───── Data for this exercise

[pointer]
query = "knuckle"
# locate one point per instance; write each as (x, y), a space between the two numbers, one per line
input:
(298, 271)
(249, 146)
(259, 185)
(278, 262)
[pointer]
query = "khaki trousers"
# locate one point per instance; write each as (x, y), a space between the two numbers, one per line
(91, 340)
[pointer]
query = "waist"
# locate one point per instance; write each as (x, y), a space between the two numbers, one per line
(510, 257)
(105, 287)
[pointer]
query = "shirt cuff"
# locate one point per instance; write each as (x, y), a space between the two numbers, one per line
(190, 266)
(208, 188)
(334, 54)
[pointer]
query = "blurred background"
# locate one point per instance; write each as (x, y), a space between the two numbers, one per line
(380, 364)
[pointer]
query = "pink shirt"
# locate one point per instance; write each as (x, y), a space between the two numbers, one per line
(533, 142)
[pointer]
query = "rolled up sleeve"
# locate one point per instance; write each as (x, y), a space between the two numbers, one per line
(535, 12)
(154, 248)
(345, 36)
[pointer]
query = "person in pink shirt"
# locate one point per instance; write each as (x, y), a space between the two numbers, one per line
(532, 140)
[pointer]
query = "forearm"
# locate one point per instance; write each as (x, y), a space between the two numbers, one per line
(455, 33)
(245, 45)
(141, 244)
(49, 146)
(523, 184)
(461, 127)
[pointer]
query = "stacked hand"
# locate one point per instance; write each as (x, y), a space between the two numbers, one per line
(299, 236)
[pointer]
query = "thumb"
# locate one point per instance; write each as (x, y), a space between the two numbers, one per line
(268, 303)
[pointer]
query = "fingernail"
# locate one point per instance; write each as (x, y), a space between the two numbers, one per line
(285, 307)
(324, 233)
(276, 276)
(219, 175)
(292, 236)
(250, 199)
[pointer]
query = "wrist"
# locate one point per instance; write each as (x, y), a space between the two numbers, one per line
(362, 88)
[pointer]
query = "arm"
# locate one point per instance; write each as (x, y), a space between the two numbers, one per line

──────────

* What the exercise asks *
Write out every entry word for word.

* Response to this task *
[pointer]
query = "knuckle"
# locate one point per instance; write each as (x, y), a space between the two numbers, one per line
input:
(298, 271)
(249, 146)
(259, 185)
(278, 262)
[pointer]
query = "khaki trousers"
# locate one point per instance; write each as (x, y), a space between the two numbers, one per line
(91, 340)
[pointer]
query = "waist"
# locate one point per instance; write each as (x, y), a space between the two numbers, one per line
(510, 257)
(105, 287)
[pointer]
query = "shirt cuff"
# locate one point per instance; write each as (x, y), a space between the two numbers, one per line
(190, 266)
(208, 188)
(334, 54)
[pointer]
query = "blurred background"
# locate one point per instance; write each as (x, y), a space between the two numbers, one per line
(380, 364)
[pointer]
query = "pink shirt"
# locate one point per instance; write each as (x, y), a space between the two numbers, one per line
(533, 142)
[pointer]
query = "rolled up sleeve"
# locate one point per instance; write each as (x, y), a space between the two numbers, one per line
(535, 12)
(154, 248)
(345, 36)
[pointer]
query = "person in pink shirt"
# locate one point per instance; write each as (x, y), a space between the two numbers, one per line
(532, 140)
[pointer]
query = "forearm"
# locate one point per instance; write each as (x, y), a space between the two numbers, one per line
(455, 33)
(245, 45)
(141, 244)
(49, 146)
(523, 184)
(461, 127)
[pointer]
query = "stacked hand"
# locate one point per instance; write each as (x, y), a space between the two numbers, one per line
(299, 236)
[pointer]
query = "thumb"
# locate one point per instance; write each as (x, y), a space between the two numbers, one per line
(268, 303)
[pointer]
query = "fingernail"
# locate one point per instance; write each as (x, y), a space between the two numbers, one per line
(285, 307)
(324, 233)
(276, 276)
(219, 175)
(292, 236)
(250, 199)
[pointer]
query = "wrist"
# locate one point per instance; write each as (x, y), a space between the two numbers, one per line
(362, 88)
[pointer]
query = "arm"
# locate one point per instance; write each as (x, y), a space between the two numbers, one per line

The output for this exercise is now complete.